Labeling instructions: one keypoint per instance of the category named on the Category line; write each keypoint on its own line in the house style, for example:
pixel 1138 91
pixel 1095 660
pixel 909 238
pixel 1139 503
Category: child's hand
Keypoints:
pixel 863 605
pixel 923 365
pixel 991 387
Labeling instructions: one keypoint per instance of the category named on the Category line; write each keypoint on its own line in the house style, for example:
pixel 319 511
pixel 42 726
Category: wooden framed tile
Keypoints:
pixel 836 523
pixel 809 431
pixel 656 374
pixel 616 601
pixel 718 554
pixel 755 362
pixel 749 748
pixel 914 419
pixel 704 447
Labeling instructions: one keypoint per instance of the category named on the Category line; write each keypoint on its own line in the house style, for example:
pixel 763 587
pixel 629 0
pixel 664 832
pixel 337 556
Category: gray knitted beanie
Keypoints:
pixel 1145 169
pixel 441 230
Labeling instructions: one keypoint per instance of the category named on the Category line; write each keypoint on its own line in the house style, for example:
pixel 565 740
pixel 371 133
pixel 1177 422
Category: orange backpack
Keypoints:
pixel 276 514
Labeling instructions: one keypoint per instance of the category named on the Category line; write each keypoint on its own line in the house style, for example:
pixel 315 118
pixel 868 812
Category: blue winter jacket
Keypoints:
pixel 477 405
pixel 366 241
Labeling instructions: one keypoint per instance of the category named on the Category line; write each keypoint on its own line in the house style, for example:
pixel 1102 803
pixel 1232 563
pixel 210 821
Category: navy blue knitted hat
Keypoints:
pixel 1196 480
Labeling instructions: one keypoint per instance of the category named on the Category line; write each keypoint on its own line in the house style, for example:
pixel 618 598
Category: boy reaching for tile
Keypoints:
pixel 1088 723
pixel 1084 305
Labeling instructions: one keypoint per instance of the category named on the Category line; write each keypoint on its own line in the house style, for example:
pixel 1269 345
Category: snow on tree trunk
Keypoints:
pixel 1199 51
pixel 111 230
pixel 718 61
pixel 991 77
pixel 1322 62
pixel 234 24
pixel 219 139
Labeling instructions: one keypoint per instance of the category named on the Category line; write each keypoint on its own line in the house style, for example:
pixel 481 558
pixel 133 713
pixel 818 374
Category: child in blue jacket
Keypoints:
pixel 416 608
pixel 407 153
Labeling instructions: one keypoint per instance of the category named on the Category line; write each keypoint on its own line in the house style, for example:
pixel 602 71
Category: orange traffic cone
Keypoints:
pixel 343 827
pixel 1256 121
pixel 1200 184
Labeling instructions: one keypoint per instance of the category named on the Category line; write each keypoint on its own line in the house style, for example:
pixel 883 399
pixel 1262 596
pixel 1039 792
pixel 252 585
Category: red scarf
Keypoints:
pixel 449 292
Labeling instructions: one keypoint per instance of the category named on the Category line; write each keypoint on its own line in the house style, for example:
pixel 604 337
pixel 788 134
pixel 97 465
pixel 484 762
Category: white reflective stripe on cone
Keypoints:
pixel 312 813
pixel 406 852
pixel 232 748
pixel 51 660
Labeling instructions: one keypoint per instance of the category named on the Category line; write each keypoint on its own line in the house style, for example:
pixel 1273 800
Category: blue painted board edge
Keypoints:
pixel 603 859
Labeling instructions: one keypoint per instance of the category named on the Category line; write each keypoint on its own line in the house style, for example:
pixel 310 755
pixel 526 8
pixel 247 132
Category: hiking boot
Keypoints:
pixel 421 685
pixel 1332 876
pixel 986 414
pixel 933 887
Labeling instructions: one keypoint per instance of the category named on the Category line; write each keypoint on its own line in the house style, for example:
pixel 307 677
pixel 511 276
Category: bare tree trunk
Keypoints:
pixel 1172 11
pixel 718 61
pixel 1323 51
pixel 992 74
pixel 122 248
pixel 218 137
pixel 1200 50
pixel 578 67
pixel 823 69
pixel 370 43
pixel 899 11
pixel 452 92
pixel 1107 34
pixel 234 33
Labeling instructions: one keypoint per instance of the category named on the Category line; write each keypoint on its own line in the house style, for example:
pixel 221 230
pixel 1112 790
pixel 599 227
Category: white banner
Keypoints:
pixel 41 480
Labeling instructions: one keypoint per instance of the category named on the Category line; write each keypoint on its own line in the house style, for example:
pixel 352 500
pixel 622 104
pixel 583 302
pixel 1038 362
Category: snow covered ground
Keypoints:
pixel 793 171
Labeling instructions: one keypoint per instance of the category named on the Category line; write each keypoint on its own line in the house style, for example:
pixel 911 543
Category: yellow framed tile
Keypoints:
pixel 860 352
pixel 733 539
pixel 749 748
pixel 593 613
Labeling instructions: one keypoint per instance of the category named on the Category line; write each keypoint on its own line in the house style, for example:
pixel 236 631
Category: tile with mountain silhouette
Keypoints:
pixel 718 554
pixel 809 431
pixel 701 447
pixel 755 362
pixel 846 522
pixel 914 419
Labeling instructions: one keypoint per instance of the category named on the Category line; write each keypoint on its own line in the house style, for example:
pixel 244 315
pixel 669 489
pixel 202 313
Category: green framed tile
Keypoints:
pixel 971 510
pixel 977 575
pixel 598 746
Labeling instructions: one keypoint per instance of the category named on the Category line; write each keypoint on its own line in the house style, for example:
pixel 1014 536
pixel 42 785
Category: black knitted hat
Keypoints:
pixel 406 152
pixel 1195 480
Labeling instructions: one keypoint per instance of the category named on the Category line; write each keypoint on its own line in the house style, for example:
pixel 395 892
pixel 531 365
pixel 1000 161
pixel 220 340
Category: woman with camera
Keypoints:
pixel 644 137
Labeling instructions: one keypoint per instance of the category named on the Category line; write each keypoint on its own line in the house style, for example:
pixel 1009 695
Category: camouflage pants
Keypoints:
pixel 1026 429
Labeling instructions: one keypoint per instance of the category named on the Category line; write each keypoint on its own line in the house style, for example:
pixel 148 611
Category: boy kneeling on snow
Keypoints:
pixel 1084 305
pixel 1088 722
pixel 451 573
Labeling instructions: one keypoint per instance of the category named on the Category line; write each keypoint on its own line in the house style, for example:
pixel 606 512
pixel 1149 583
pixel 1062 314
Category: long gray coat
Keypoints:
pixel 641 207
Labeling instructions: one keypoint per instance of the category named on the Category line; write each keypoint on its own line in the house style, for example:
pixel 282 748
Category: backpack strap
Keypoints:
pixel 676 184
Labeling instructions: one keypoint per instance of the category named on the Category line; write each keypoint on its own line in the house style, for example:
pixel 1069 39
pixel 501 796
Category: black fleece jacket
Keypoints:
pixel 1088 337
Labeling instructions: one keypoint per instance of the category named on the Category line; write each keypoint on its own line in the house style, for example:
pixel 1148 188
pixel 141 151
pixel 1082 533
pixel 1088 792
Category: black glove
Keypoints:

====

> **DIRECTIONS FOR THIS TASK**: Convert every line of the listing above into a Markdown table with the columns "Row" and "Listing Line," numbering the rows in order and omitting any blank lines.

> **REPLY TO THE TASK**:
| Row | Listing Line |
|---|---|
| 1 | Labeling instructions: one keypoint per instance of the category named on the Category line; write each keypoint on its own line in the house style, for example: |
| 2 | pixel 1138 91 |
| 3 | pixel 1095 660 |
| 4 | pixel 909 238 |
| 5 | pixel 1139 503 |
| 6 | Category: child's hand |
| 7 | Keypoints: |
| 8 | pixel 863 605 |
| 9 | pixel 923 365 |
| 10 | pixel 991 387 |
| 11 | Labeling instructions: one keypoint per instance of the category named on the Category line; write each keypoint on its own line in the house style, for example: |
| 12 | pixel 319 511 |
| 13 | pixel 42 726 |
| 14 | Category: wooden framed tile |
| 15 | Keypoints: |
| 16 | pixel 836 523 |
| 17 | pixel 809 431 |
| 18 | pixel 656 374 |
| 19 | pixel 616 601 |
| 20 | pixel 718 554 |
| 21 | pixel 755 362 |
| 22 | pixel 749 748 |
| 23 | pixel 914 419 |
| 24 | pixel 704 447 |
| 25 | Labeling instructions: one keypoint per instance of the category named on the Category line; write each keypoint on its own line in the house style, for example: |
| 26 | pixel 763 587 |
| 27 | pixel 629 0 |
| 28 | pixel 664 832 |
| 29 | pixel 337 556 |
| 30 | Category: gray knitted beanie |
| 31 | Keypoints: |
| 32 | pixel 1145 169 |
| 33 | pixel 441 230 |
| 34 | Labeling instructions: one keypoint per instance of the category named on the Category line; write each keypoint on its own line in the house style, for example: |
| 35 | pixel 565 740 |
| 36 | pixel 371 133 |
| 37 | pixel 1177 422 |
| 38 | Category: orange backpack |
| 39 | Keypoints: |
| 40 | pixel 276 514 |
| 41 | Labeling instructions: one keypoint per instance of the category named on the Category line; write each keypoint on its own line in the house style, for example: |
| 42 | pixel 315 118 |
| 43 | pixel 868 812 |
| 44 | Category: blue winter jacket |
| 45 | Keypoints: |
| 46 | pixel 477 405 |
| 47 | pixel 366 241 |
| 48 | Labeling instructions: one keypoint per instance of the category named on the Category line; write each keypoint on its own line in the house style, for example: |
| 49 | pixel 1102 803 |
| 50 | pixel 1232 563 |
| 51 | pixel 210 821 |
| 52 | Category: navy blue knitted hat |
| 53 | Keypoints: |
| 54 | pixel 1196 480 |
| 55 | Labeling instructions: one keypoint per instance of the category named on the Category line; write each keypoint on its own line in the house style, for example: |
| 56 | pixel 618 598 |
| 57 | Category: boy reaching for tile |
| 58 | Keypoints: |
| 59 | pixel 1088 723 |
| 60 | pixel 1084 305 |
| 61 | Labeling instructions: one keypoint per instance of the category named on the Category line; write each keypoint on its own line in the house style, for example: |
| 62 | pixel 1269 345 |
| 63 | Category: snow on tree trunk |
| 64 | Keypoints: |
| 65 | pixel 1199 51 |
| 66 | pixel 111 230 |
| 67 | pixel 718 61 |
| 68 | pixel 991 77 |
| 69 | pixel 1322 62 |
| 70 | pixel 234 24 |
| 71 | pixel 219 139 |
| 72 | Labeling instructions: one keypoint per instance of the category named on the Category line; write each keypoint on its own line in the house style, for example: |
| 73 | pixel 481 558 |
| 74 | pixel 133 713 |
| 75 | pixel 818 374 |
| 76 | Category: child in blue jacket |
| 77 | Keypoints: |
| 78 | pixel 416 608 |
| 79 | pixel 407 153 |
| 80 | Labeling instructions: one keypoint per instance of the category named on the Category line; write each keypoint on its own line in the house style, for example: |
| 81 | pixel 602 71 |
| 82 | Category: orange traffic cone |
| 83 | Keypoints: |
| 84 | pixel 343 827 |
| 85 | pixel 1256 121 |
| 86 | pixel 1200 184 |
| 87 | Labeling instructions: one keypoint per instance of the category named on the Category line; write each keypoint on its own line in the house style, for example: |
| 88 | pixel 883 399 |
| 89 | pixel 1262 596 |
| 90 | pixel 1039 792 |
| 91 | pixel 252 585 |
| 92 | Category: red scarf |
| 93 | Keypoints: |
| 94 | pixel 449 292 |
| 95 | Labeling instructions: one keypoint per instance of the category named on the Category line; write each keypoint on its own line in the house style, for example: |
| 96 | pixel 604 337 |
| 97 | pixel 788 134 |
| 98 | pixel 97 465 |
| 99 | pixel 484 762 |
| 100 | Category: white reflective stripe on cone |
| 101 | Keypoints: |
| 102 | pixel 312 813 |
| 103 | pixel 406 852 |
| 104 | pixel 232 748 |
| 105 | pixel 51 660 |
| 106 | Labeling instructions: one keypoint per instance of the category named on the Category line; write each keypoint on its own line in the house style, for example: |
| 107 | pixel 1273 800 |
| 108 | Category: blue painted board edge |
| 109 | Keypoints: |
| 110 | pixel 603 859 |
| 111 | Labeling instructions: one keypoint per instance of the category named on the Category line; write each keypoint on its own line in the house style, for example: |
| 112 | pixel 310 755 |
| 113 | pixel 526 8 |
| 114 | pixel 247 132 |
| 115 | Category: hiking boot |
| 116 | Keypoints: |
| 117 | pixel 421 685 |
| 118 | pixel 1332 876 |
| 119 | pixel 986 414 |
| 120 | pixel 933 887 |
| 121 | Labeling instructions: one keypoint per instance of the category named on the Category line; write each keypoint on its own line in the house style, for example: |
| 122 | pixel 307 677 |
| 123 | pixel 511 276 |
| 124 | Category: bare tree trunk |
| 125 | Keypoints: |
| 126 | pixel 1172 11 |
| 127 | pixel 718 61 |
| 128 | pixel 1323 51 |
| 129 | pixel 992 74 |
| 130 | pixel 122 248 |
| 131 | pixel 218 137 |
| 132 | pixel 1200 50 |
| 133 | pixel 578 67 |
| 134 | pixel 823 69 |
| 135 | pixel 370 43 |
| 136 | pixel 899 11 |
| 137 | pixel 452 92 |
| 138 | pixel 1107 34 |
| 139 | pixel 234 33 |
| 140 | Labeling instructions: one keypoint per instance of the category named on the Category line; write each keypoint on its own line in the house style, for example: |
| 141 | pixel 221 230 |
| 142 | pixel 1112 790 |
| 143 | pixel 599 227 |
| 144 | Category: white banner |
| 145 | Keypoints: |
| 146 | pixel 41 480 |
| 147 | Labeling instructions: one keypoint per instance of the category named on the Category line; write each keypoint on its own line in the house style, for example: |
| 148 | pixel 352 500 |
| 149 | pixel 622 104 |
| 150 | pixel 583 302 |
| 151 | pixel 1038 362 |
| 152 | Category: snow covered ground |
| 153 | Keypoints: |
| 154 | pixel 793 171 |
| 155 | Labeling instructions: one keypoint per instance of the category named on the Category line; write each keypoint on its own line in the house style, for example: |
| 156 | pixel 911 543 |
| 157 | Category: yellow framed tile |
| 158 | Keypoints: |
| 159 | pixel 860 352 |
| 160 | pixel 733 539 |
| 161 | pixel 749 748 |
| 162 | pixel 593 613 |
| 163 | Labeling instructions: one keypoint per instance of the category named on the Category line; write each keypoint on its own line in the house style, for example: |
| 164 | pixel 236 631 |
| 165 | Category: tile with mountain silhouette |
| 166 | Keypoints: |
| 167 | pixel 718 554 |
| 168 | pixel 809 431 |
| 169 | pixel 701 447 |
| 170 | pixel 755 362 |
| 171 | pixel 846 522 |
| 172 | pixel 914 419 |
| 173 | Labeling instructions: one keypoint per instance of the category named on the Category line; write each keypoint on its own line in the house style, for example: |
| 174 | pixel 244 315 |
| 175 | pixel 669 489 |
| 176 | pixel 202 313 |
| 177 | Category: green framed tile |
| 178 | Keypoints: |
| 179 | pixel 971 510 |
| 180 | pixel 977 575 |
| 181 | pixel 598 746 |
| 182 | Labeling instructions: one keypoint per instance of the category named on the Category line; write each keypoint on its own line in the house style, for example: |
| 183 | pixel 1014 536 |
| 184 | pixel 42 785 |
| 185 | Category: black knitted hat |
| 186 | Keypoints: |
| 187 | pixel 406 152 |
| 188 | pixel 1195 480 |
| 189 | Labeling instructions: one keypoint per instance of the category named on the Category line; write each keypoint on its own line in the house style, for example: |
| 190 | pixel 395 892 |
| 191 | pixel 531 365 |
| 192 | pixel 1000 161 |
| 193 | pixel 220 340 |
| 194 | Category: woman with camera |
| 195 | Keypoints: |
| 196 | pixel 644 137 |
| 197 | Labeling instructions: one keypoint per instance of the category named on the Category line; write each keypoint on its own line in the house style, for example: |
| 198 | pixel 1009 695 |
| 199 | Category: camouflage pants |
| 200 | Keypoints: |
| 201 | pixel 1026 429 |
| 202 | Labeling instructions: one keypoint per instance of the category named on the Category line; write each keypoint on its own line in the house style, for example: |
| 203 | pixel 148 611 |
| 204 | Category: boy kneeling on snow |
| 205 | Keypoints: |
| 206 | pixel 1084 305 |
| 207 | pixel 1088 722 |
| 208 | pixel 451 573 |
| 209 | Labeling instructions: one keypoint per instance of the category named on the Category line; write each keypoint on its own line in the house style, for example: |
| 210 | pixel 606 512 |
| 211 | pixel 1149 583 |
| 212 | pixel 1062 314 |
| 213 | Category: long gray coat |
| 214 | Keypoints: |
| 215 | pixel 641 207 |
| 216 | Labeling instructions: one keypoint per instance of the category named on the Category line; write each keypoint on its own line in the house style, for example: |
| 217 | pixel 282 748 |
| 218 | Category: backpack strap |
| 219 | Keypoints: |
| 220 | pixel 676 184 |
| 221 | Labeling instructions: one keypoint per instance of the category named on the Category line; write each keypoint on its own line in the house style, for example: |
| 222 | pixel 1069 39 |
| 223 | pixel 501 796 |
| 224 | Category: black fleece jacket |
| 225 | Keypoints: |
| 226 | pixel 1088 337 |
| 227 | Labeling instructions: one keypoint per instance of the category named on the Category line; write each keypoint on its own line in the house style, for example: |
| 228 | pixel 1148 188 |
| 229 | pixel 141 151 |
| 230 | pixel 1082 533 |
| 231 | pixel 1088 792 |
| 232 | Category: black glove |
| 233 | Keypoints: |